PROBLEMS TO SOLVE =>
a - From the passage on DOA estimation below, list every field in which it says DOA estimation has been widely applied.
b - Answer these questions from the passage on DOA estimation below, one per line:
(i) What does the abbreviation MUSIC stand for?
(ii) What prior knowledge do MUSIC and its improved versions require?
(iii) What must the total number of signals impinging on the array be less than?

During the last few decades, DOA estimation, which has been widely applied in the fields of sonar, radar, wireless communication, aeronautics, etc. [1], plays a significant role in array signal processing. Among various DOA estimation methods, the so called subspace approaches based upon the eigende composition of the sample covariance matrix possess very appealing features for narrowband case. The multiple signal classification (MUSIC) [2] algorithm which pertains to the aforementioned subspace method can achieve favorable resolution when compared with conventional algorithms, for instance, Capon beam forming algorithm. However, MUSIC and its improved versions require the prior knowledge of the noise characteristics of the sensors [3]. Moreover, the total number of signals impinging on the array must be less than the number of sensors [4]. Therefore, these problems limit the applicability of the MUSIC algorithms to practical environments.

DATA ROWS =>
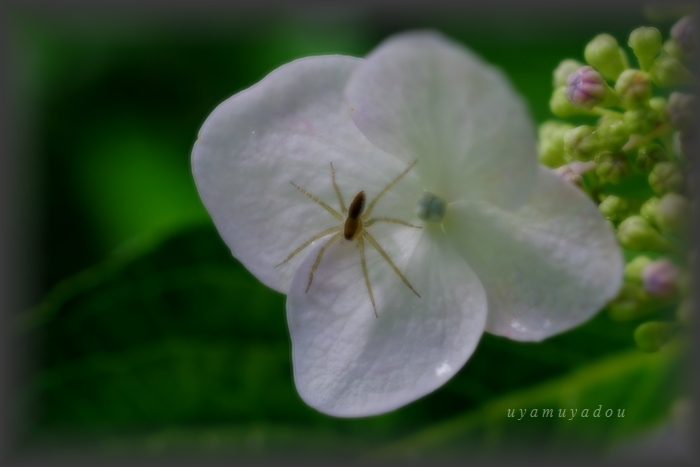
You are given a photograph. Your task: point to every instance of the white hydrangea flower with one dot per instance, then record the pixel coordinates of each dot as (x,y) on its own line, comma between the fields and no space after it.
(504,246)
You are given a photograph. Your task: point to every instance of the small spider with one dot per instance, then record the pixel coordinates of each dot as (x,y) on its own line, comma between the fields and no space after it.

---

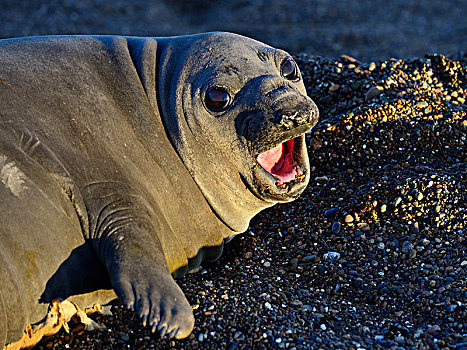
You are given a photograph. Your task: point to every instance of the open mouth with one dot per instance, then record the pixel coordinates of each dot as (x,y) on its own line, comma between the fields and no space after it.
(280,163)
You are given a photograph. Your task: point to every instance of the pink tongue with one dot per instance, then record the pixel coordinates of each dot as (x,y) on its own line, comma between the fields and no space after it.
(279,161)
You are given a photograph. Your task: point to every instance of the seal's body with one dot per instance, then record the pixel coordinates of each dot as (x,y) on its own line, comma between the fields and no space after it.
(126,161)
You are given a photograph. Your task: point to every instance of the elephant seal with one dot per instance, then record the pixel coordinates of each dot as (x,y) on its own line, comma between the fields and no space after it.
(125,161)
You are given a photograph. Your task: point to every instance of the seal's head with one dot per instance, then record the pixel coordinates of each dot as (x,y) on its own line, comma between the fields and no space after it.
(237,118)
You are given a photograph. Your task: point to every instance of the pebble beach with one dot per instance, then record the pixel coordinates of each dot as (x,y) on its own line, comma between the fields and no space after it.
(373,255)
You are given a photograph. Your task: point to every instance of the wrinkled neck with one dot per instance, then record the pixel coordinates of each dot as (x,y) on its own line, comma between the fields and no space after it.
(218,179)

RESULTS FOR EACH TASK =>
a - Sonar, radar, wireless communication, aeronautics

b -
(i) Multiple signal classification
(ii) The noise characteristics of the sensors
(iii) The number of sensors